▶ _Your task_:
Give the data again, word for word.

▶ _Data for this task_:
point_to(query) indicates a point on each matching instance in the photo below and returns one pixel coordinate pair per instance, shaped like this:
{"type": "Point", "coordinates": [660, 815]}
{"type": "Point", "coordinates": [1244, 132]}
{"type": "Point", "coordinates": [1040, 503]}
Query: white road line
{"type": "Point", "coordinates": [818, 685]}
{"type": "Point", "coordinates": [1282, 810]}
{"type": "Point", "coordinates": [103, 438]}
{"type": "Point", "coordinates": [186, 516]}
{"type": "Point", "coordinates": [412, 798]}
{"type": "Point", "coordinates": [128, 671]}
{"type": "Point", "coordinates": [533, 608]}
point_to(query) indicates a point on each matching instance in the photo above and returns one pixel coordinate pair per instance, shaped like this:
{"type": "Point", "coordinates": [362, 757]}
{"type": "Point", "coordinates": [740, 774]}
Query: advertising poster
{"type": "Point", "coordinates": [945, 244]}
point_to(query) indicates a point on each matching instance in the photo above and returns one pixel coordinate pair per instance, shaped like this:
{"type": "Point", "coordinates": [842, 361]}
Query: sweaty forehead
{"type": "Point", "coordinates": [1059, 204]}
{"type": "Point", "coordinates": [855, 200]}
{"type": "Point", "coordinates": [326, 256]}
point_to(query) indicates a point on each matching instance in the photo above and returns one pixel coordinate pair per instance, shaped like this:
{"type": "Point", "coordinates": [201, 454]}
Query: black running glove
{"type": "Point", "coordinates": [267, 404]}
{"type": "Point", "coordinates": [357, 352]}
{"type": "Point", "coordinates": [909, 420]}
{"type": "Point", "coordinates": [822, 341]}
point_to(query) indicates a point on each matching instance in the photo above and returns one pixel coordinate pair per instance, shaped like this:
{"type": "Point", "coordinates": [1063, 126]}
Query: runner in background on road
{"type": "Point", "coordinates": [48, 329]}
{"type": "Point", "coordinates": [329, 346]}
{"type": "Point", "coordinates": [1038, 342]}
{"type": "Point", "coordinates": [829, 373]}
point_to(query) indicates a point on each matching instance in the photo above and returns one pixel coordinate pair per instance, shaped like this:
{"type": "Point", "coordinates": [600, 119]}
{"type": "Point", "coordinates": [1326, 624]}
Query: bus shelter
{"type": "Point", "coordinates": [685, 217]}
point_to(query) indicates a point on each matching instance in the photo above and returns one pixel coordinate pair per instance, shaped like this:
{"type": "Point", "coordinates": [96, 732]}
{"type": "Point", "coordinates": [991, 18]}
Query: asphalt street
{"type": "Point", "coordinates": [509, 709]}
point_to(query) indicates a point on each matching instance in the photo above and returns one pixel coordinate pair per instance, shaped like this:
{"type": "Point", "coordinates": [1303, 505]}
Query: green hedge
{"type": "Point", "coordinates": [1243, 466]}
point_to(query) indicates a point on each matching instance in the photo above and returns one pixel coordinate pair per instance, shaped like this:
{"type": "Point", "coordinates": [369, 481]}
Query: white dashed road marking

▶ _Exercise output_:
point_to(query) indicates a point on each matching instance in the photo below and returns one pixel coordinate pair per instance, shaped like this:
{"type": "Point", "coordinates": [660, 815]}
{"type": "Point", "coordinates": [1244, 132]}
{"type": "Point", "coordinates": [1040, 503]}
Query: white road line
{"type": "Point", "coordinates": [818, 685]}
{"type": "Point", "coordinates": [1282, 810]}
{"type": "Point", "coordinates": [103, 438]}
{"type": "Point", "coordinates": [186, 516]}
{"type": "Point", "coordinates": [412, 798]}
{"type": "Point", "coordinates": [128, 671]}
{"type": "Point", "coordinates": [533, 608]}
point_to(query) indicates a point on each matching instance in the photo above and returns one pixel coordinate pair per instance, shaped like this:
{"type": "Point", "coordinates": [362, 757]}
{"type": "Point", "coordinates": [740, 774]}
Query: advertising poster
{"type": "Point", "coordinates": [945, 244]}
point_to(query) indicates a point on each matching instance in the photo above and returns one pixel coordinate pair per instance, shaped like this:
{"type": "Point", "coordinates": [842, 361]}
Query: sweaty forehead
{"type": "Point", "coordinates": [1059, 204]}
{"type": "Point", "coordinates": [855, 200]}
{"type": "Point", "coordinates": [326, 256]}
point_to(query) indicates a point on each matching instance in the photo above and returns one pixel coordinate pair per instance, shaped like this:
{"type": "Point", "coordinates": [201, 454]}
Query: black running glove
{"type": "Point", "coordinates": [267, 404]}
{"type": "Point", "coordinates": [357, 352]}
{"type": "Point", "coordinates": [909, 420]}
{"type": "Point", "coordinates": [822, 341]}
point_to(query) indicates a point on each matching instance in the photo above and returns one pixel coordinate pair per instance, shaped like this:
{"type": "Point", "coordinates": [1063, 126]}
Query: runner in background on road
{"type": "Point", "coordinates": [48, 329]}
{"type": "Point", "coordinates": [329, 346]}
{"type": "Point", "coordinates": [1038, 342]}
{"type": "Point", "coordinates": [829, 373]}
point_to(query) indicates a point on each matching instance in the photo above and returns one pixel coordinate pair per instance, shaped like this:
{"type": "Point", "coordinates": [600, 119]}
{"type": "Point", "coordinates": [1326, 624]}
Query: bus shelter
{"type": "Point", "coordinates": [685, 217]}
point_to(query) indicates a point on each matching instance in the photo above and returns one pixel coordinate pair per instance, shaped like this:
{"type": "Point", "coordinates": [96, 732]}
{"type": "Point", "coordinates": [991, 18]}
Query: asphalt street
{"type": "Point", "coordinates": [509, 709]}
point_to(query) indicates a point on each matching instance in the photo above and returns one pixel coordinate pair per instance, shaped like this:
{"type": "Point", "coordinates": [1303, 505]}
Query: green hedge
{"type": "Point", "coordinates": [1243, 466]}
point_to(query) indicates a point on each matching instance in the photo above and returns one pixel coordinate pair per instance, shaped like this:
{"type": "Point", "coordinates": [369, 481]}
Query: white dashed road marking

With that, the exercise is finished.